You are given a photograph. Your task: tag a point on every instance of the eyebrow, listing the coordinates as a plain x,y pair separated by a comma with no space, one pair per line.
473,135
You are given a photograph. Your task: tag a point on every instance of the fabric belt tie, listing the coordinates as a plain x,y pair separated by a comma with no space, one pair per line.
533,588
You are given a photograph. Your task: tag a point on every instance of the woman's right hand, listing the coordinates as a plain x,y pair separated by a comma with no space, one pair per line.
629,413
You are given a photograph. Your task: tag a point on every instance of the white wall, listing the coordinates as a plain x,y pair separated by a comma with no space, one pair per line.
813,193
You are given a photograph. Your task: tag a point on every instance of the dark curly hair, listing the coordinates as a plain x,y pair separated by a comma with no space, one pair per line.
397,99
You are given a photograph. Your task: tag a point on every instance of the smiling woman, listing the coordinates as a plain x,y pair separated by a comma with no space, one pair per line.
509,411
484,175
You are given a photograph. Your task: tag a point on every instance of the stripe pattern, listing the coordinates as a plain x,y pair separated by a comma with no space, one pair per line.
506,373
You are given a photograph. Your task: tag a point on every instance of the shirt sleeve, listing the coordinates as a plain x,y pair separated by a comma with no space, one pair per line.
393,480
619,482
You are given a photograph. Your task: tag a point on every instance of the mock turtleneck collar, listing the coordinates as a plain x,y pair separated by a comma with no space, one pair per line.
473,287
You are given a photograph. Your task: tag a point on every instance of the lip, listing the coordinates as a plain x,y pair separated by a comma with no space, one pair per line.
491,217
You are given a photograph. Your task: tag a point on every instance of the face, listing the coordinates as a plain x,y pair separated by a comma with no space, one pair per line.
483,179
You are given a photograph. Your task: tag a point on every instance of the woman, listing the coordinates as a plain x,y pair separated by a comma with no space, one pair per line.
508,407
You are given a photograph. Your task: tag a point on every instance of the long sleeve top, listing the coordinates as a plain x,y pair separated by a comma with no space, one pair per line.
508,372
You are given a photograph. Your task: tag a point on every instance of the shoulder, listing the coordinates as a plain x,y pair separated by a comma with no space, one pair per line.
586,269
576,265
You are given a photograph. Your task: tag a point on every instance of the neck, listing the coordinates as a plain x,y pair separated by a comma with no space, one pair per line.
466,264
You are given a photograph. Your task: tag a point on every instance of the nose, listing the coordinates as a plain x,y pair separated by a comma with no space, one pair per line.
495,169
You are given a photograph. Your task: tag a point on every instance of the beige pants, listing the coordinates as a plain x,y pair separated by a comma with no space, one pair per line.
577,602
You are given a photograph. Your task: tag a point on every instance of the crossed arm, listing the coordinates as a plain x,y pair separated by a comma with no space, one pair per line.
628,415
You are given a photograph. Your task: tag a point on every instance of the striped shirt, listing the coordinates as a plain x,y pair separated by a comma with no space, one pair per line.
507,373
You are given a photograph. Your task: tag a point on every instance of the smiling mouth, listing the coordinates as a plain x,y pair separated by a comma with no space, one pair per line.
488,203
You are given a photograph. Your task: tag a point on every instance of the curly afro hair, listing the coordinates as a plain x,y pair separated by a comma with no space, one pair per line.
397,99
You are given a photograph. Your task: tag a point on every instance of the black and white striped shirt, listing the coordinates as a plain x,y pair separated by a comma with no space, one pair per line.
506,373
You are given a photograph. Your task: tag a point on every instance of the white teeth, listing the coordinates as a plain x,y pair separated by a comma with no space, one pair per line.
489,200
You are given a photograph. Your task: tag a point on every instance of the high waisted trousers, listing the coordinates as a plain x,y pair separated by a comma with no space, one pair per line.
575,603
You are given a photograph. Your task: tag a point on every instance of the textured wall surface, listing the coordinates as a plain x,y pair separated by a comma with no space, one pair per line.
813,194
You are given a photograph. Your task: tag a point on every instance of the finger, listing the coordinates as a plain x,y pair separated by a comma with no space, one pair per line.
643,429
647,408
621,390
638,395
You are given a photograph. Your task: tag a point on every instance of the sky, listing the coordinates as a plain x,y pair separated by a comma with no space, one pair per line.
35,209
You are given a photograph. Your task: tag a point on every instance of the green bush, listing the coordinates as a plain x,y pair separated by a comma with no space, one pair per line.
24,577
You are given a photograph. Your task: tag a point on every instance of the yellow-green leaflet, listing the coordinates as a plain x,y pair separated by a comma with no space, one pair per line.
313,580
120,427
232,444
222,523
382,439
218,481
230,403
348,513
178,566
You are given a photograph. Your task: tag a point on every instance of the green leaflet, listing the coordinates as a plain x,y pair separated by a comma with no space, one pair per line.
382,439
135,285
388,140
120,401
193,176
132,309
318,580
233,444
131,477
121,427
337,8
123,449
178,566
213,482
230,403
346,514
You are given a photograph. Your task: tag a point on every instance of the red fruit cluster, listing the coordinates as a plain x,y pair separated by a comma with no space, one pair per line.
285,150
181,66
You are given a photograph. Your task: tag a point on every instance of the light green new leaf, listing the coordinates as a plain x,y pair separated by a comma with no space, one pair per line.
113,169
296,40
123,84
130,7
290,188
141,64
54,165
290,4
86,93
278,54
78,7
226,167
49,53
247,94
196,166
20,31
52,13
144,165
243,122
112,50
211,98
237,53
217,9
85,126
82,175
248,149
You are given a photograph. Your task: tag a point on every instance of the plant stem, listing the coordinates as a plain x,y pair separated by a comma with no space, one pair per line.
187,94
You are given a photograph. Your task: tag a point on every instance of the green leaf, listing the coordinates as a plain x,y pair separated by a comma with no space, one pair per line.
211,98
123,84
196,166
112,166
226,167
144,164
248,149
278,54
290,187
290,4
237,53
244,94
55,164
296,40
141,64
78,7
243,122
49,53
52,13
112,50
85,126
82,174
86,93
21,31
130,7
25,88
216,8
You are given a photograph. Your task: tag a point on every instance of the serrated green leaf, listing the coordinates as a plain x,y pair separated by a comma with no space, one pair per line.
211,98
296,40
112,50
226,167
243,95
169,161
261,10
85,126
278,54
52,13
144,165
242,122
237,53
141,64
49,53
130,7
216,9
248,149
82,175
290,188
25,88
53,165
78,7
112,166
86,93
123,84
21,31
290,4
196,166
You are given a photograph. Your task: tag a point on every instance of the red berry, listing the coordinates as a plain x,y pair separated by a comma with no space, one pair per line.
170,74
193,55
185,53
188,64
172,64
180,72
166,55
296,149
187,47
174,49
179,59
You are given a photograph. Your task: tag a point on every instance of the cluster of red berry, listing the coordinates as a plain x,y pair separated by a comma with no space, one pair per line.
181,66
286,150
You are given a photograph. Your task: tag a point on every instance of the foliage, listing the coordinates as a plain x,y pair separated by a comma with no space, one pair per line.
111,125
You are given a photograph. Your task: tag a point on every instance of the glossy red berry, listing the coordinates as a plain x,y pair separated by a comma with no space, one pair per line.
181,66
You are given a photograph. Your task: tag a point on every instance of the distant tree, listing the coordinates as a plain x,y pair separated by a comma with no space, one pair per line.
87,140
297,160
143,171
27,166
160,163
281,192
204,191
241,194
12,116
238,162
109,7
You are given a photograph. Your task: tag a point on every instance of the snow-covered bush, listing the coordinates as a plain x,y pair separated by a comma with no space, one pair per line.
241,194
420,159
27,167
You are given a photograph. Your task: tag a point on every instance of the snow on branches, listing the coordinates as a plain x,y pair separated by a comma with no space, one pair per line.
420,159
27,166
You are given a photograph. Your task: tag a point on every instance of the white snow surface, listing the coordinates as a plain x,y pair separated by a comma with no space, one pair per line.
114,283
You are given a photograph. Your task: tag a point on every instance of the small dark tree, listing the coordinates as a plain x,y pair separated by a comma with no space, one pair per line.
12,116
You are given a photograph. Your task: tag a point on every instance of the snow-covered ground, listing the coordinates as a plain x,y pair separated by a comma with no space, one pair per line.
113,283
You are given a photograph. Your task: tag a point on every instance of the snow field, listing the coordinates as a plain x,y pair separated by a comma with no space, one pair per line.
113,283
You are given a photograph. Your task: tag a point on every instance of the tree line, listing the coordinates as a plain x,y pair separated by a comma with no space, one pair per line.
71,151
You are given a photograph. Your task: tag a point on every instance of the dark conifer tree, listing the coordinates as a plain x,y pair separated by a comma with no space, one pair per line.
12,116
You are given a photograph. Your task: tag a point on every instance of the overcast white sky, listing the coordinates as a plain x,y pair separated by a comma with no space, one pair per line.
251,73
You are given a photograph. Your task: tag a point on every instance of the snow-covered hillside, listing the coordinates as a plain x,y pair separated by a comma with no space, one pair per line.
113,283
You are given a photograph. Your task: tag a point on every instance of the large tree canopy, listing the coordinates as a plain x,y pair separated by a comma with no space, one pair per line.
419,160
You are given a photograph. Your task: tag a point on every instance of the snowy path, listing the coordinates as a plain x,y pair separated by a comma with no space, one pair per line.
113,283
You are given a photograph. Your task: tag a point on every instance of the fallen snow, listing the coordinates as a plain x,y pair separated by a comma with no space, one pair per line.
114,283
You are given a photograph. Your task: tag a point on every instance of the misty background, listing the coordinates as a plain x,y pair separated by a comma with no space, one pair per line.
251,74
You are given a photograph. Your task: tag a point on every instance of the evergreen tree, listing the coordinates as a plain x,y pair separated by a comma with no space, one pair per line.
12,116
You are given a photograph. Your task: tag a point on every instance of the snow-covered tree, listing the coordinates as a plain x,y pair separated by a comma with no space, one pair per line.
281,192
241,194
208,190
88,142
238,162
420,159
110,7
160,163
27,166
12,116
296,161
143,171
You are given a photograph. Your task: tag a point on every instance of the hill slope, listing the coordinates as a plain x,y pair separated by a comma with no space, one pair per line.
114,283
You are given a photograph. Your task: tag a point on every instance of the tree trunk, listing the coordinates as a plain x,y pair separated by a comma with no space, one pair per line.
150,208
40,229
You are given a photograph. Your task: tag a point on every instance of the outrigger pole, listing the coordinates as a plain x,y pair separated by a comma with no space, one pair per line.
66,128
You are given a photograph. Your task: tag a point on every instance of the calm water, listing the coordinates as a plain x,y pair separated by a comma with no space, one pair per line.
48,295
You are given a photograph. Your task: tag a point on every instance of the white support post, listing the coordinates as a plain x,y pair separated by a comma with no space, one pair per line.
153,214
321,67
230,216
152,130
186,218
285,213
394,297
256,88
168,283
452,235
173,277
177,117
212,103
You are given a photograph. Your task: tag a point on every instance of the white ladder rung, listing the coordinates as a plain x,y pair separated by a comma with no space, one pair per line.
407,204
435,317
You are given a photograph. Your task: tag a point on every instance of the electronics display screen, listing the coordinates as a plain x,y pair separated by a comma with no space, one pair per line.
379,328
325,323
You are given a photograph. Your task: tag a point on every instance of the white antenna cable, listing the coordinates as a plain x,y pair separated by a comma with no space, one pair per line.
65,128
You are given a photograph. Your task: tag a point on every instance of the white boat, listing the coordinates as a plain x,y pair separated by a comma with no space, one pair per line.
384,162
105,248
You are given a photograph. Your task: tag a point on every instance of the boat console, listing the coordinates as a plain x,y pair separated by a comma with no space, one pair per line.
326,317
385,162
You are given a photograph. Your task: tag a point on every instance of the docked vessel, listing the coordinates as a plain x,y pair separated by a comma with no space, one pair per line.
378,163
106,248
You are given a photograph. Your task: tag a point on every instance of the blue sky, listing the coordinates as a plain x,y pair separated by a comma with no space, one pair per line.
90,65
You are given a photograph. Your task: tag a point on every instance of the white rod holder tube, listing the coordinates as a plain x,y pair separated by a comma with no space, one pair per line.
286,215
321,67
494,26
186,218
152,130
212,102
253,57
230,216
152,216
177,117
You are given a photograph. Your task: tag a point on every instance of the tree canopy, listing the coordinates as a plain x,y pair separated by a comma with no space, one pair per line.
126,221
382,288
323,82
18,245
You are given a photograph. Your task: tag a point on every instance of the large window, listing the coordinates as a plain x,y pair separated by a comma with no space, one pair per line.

▬▬▬▬▬▬▬▬▬▬

## [Task to carry out]
Everything from the line containing "the white rod" to the last line of the data above must be set down exactly, both ends included, with no other lines.

## [Exercise output]
You are given a photograph. Your task: tag a point on every instance of the white rod holder tube, listing the coordinates as a plain x,y pair separated by a comma with no space, one pair per line.
286,215
321,67
494,26
186,218
152,130
212,102
253,57
230,216
152,216
177,117
You are given a photograph. Your task: tag a point on every instance of the tree canopy, listing the coordinates as a plain x,y pair separated by a comma with no space, one pair per line.
126,221
382,288
323,82
18,245
You are given a photograph. Your task: tag a point on every instance of the large window, listing the coordinates as a plain x,y pair separated by a comma with no space, one pair per line.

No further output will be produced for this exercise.